▶ 要做的事
请把下面选中的文字中从“inline void Add3(int”开始、一直到“(auto v : e1[u])”为止的部分，一字不差地复制下来。

CodeChef SADPAIRS：Chef and Sad Pairs

vjudge

首先显然要建立圆方树

对于每一种点建立虚树，考虑这一种点贡献，对于虚树上已经有的点就直接算

否则对虚树上的一条边 \((u, v)\),\(u\) 为父亲，假设上面连通块大小为 \(x\)，下面为 \(y\)

切断 \((u, v)\) 之间的点(不包括 \(u\))都会有 \(x\times y\) 的贡献，差分一下贡献即可

# include <bits/stdc++.h>
using namespace std;
typedef long long ll;

namespace IO {
	const int maxn(1 << 21 | 1);

	char ibuf[maxn], obuf[maxn], *iS, *iT, *oS = obuf, *oT = obuf + maxn - 1, c, st[66];
	int tp, f;

	inline char Getc() {
		return iS == iT ? (iT = (iS = ibuf) + fread(ibuf, 1, maxn, stdin), (iS == iT ? EOF : *iS++)) : *iS++;
	}

	template <class Int> inline void In(Int &x) {
		for (f = 1, c = Getc(); c < '0' || c > '9'; c = Getc()) f = c == '-' ? -1 : 1;
		for (x = 0; c >= '0' && c <= '9'; c = Getc()) x = (x << 1) + (x << 3) + (c ^ 48);
		x *= f;
	}

	inline void Flush() {
		fwrite(obuf, 1, oS - obuf, stdout);
		oS = obuf;
	}

	inline void Putc(char c) {
		*oS++ = c;
		if (oS == oT) Flush();
	}

	template <class Int> void Out(Int x) {
		if (!x) Putc('0');
		if (x < 0) Putc('-'), x = -x;
		while (x) st[++tp] = x % 10 + '0', x /= 10;
		while (tp) Putc(st[tp--]);
	}
}

using IO :: In;
using IO :: Out;
using IO :: Putc;
using IO :: Flush;

const int maxn(4e5 + 5);

int n, m, g[maxn], size[maxn], son[maxn], fa[maxn], top[maxn], tot, d[maxn], f[maxn], ng;
int dfn[maxn], low[maxn], st[maxn], tp, idx, deep[maxn], id[maxn], cnt, sz, nsz, dsu[maxn];
vector <int> e1[maxn], e2[maxn], e3[maxn], team[maxn * 3];
ll ans[maxn], cv[maxn], add;

inline void Add1(int u, int v) {
	e1[u].push_back(v), e1[v].push_back(u);
}

inline void Add2(int u, int v) {
	e2[u].push_back(v), e2[v].push_back(u);
}

inline void Add3(int u, int v) {
	e3[u].push_back(v), ++d[v];
}

void Tarjan(int u) {
	int cur;
	dfn[u] = low[u] = ++idx, st[++tp] = u;
	for (auto v : e1[u])

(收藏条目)
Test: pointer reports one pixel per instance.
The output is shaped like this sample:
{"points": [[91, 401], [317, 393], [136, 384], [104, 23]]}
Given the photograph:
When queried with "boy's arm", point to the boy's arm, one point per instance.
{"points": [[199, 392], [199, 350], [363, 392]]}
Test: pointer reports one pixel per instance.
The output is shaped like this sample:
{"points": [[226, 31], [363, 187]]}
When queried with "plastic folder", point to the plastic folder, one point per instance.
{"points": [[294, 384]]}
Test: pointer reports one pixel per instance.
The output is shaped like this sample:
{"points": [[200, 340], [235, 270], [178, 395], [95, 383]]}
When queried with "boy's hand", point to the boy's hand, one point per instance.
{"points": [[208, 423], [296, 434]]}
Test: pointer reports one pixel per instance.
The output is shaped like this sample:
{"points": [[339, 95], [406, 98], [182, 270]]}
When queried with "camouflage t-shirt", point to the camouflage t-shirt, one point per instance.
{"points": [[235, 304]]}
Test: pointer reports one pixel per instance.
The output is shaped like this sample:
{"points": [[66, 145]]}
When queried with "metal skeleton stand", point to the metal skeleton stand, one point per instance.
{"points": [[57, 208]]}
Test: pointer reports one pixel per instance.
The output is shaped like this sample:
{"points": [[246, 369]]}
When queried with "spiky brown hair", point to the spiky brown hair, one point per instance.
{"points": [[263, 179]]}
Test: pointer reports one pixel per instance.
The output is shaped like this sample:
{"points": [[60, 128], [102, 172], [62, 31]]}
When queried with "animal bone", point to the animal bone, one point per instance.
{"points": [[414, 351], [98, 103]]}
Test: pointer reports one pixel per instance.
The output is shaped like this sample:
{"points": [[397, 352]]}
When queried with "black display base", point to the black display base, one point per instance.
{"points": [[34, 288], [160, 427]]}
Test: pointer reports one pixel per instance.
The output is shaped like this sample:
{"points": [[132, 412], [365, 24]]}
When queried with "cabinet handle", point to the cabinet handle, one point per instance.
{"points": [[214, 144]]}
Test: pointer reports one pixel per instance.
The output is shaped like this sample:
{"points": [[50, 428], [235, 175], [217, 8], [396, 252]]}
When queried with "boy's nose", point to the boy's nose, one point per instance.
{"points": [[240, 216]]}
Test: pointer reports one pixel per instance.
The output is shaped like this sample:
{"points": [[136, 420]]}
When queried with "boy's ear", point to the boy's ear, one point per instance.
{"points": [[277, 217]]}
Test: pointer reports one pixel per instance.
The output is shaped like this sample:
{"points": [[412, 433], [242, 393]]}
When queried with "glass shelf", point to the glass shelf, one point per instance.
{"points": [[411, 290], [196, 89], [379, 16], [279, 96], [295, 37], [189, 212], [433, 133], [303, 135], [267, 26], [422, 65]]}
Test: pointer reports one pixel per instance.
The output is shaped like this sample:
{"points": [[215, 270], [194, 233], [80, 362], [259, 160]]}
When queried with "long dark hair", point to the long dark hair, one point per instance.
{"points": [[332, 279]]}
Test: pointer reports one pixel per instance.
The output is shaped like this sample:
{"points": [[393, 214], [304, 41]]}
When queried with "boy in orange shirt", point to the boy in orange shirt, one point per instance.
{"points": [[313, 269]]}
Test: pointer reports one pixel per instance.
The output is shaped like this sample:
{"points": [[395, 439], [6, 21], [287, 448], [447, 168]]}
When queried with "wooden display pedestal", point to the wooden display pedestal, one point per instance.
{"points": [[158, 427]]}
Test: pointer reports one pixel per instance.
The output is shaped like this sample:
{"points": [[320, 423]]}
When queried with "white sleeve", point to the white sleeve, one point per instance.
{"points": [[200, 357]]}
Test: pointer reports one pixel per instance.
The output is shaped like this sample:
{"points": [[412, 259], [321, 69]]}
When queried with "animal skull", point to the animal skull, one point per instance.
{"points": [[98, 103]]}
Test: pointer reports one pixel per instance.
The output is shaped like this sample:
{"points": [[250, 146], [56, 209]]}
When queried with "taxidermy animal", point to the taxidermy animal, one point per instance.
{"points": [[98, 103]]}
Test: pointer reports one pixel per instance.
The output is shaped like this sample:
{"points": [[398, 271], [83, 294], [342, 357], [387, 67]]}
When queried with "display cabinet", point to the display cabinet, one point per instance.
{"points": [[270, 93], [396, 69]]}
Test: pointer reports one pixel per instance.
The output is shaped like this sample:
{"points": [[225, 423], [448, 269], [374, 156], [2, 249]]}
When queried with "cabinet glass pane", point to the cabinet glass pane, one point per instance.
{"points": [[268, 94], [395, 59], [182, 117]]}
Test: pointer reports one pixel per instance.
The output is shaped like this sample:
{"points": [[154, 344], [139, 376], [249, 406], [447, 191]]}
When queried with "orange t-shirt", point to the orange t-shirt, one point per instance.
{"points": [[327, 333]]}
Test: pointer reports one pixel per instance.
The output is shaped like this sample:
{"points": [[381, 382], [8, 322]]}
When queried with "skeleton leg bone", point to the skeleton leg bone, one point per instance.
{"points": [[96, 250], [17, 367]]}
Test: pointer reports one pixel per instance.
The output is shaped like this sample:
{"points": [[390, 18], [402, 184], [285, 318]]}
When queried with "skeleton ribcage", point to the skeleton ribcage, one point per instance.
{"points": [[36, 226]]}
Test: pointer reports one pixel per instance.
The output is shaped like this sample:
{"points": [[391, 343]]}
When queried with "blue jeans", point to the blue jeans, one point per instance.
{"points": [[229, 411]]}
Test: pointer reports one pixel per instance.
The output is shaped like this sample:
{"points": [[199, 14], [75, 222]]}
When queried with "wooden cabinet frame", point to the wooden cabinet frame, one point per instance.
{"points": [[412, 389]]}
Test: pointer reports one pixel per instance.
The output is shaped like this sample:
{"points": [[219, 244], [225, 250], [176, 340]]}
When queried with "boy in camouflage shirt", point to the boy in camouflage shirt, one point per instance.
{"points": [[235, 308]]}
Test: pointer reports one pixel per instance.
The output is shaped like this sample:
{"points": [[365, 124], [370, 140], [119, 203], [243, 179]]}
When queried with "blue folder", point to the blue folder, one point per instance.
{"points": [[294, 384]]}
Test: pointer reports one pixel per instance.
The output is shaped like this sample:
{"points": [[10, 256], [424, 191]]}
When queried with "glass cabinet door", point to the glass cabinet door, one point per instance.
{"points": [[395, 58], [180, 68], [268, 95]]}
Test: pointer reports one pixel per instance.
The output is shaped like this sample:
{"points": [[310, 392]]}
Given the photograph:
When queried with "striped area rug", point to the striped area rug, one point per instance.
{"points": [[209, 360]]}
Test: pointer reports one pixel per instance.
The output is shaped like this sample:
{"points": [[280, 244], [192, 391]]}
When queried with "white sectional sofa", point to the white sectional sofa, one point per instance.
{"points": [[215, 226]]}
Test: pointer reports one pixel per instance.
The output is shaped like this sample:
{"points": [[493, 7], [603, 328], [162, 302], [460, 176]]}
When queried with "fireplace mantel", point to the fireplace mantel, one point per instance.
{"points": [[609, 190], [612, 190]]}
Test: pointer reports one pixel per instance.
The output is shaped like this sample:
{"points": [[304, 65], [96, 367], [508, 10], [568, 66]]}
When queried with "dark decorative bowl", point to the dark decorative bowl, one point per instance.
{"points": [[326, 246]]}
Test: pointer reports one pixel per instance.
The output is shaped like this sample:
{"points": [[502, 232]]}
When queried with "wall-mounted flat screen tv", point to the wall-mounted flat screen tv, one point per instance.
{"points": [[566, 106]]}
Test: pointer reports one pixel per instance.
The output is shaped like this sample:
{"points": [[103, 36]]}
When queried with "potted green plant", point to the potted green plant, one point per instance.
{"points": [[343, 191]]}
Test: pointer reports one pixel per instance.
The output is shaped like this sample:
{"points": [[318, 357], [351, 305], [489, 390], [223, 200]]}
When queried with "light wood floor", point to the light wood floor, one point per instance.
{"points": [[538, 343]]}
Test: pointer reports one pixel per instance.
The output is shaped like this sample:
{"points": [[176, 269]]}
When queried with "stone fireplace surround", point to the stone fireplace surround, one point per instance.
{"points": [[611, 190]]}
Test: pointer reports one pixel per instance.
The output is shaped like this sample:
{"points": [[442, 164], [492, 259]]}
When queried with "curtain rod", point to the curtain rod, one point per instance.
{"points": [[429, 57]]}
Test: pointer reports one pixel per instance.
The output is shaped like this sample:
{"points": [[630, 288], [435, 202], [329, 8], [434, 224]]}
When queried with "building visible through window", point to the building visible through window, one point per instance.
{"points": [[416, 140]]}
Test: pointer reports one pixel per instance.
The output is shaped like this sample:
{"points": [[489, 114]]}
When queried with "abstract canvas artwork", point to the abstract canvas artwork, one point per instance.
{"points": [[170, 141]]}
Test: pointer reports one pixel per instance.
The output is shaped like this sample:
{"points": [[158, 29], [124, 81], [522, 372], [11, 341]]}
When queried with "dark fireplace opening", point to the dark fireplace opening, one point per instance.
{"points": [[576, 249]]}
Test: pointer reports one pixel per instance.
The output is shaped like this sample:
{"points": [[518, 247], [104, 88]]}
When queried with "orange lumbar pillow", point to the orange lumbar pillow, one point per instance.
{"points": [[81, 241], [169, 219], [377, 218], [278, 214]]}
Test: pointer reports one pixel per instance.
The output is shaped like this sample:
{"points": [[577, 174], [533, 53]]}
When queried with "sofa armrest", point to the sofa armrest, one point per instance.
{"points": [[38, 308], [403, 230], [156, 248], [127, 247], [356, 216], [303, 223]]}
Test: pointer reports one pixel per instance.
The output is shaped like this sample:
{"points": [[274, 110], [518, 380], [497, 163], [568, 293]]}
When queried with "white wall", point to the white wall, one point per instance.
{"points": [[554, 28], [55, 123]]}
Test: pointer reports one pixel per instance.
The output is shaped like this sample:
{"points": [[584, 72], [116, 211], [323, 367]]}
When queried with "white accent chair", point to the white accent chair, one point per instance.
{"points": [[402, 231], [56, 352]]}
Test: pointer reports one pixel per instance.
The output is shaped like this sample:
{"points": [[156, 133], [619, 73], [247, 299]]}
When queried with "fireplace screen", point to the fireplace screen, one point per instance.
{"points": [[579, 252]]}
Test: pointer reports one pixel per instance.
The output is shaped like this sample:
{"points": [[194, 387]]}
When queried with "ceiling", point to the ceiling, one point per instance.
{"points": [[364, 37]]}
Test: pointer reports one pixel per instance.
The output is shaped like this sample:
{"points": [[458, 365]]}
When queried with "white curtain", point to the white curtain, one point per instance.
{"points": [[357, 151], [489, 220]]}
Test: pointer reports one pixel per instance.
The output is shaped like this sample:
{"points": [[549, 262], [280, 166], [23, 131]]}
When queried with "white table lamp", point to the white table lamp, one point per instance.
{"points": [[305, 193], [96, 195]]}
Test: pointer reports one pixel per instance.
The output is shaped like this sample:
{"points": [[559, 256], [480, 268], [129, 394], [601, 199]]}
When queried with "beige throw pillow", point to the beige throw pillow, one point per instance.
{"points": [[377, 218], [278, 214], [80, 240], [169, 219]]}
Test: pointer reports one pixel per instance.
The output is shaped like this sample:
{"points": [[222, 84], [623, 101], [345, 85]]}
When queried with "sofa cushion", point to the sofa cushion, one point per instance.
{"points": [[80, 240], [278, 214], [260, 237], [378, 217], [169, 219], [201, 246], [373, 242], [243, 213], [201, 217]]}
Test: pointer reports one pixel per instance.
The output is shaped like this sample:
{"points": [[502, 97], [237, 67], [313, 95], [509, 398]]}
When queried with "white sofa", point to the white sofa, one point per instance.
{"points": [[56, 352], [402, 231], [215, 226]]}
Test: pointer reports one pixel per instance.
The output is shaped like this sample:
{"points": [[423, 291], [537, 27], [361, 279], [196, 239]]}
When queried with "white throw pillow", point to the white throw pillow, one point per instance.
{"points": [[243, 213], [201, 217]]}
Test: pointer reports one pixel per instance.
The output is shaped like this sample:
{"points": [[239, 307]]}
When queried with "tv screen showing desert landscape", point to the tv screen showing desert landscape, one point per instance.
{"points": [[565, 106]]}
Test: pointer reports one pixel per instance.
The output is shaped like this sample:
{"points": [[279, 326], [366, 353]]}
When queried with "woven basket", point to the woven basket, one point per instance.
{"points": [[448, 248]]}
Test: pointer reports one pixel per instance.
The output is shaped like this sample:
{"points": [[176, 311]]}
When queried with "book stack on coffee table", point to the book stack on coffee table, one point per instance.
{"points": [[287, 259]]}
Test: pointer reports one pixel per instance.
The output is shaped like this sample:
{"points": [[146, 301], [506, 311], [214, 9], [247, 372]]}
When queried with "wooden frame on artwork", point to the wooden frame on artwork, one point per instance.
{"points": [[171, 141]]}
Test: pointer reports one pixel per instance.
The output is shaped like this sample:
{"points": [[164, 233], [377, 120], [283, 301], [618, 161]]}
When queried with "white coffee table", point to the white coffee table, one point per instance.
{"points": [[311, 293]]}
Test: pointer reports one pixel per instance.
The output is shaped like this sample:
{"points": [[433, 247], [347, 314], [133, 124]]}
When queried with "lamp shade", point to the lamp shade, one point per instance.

▶ 回复
inline void Add3(int u, int v) {
	e3[u].push_back(v), ++d[v];
}

void Tarjan(int u) {
	int cur;
	dfn[u] = low[u] = ++idx, st[++tp] = u;
	for (auto v : e1[u])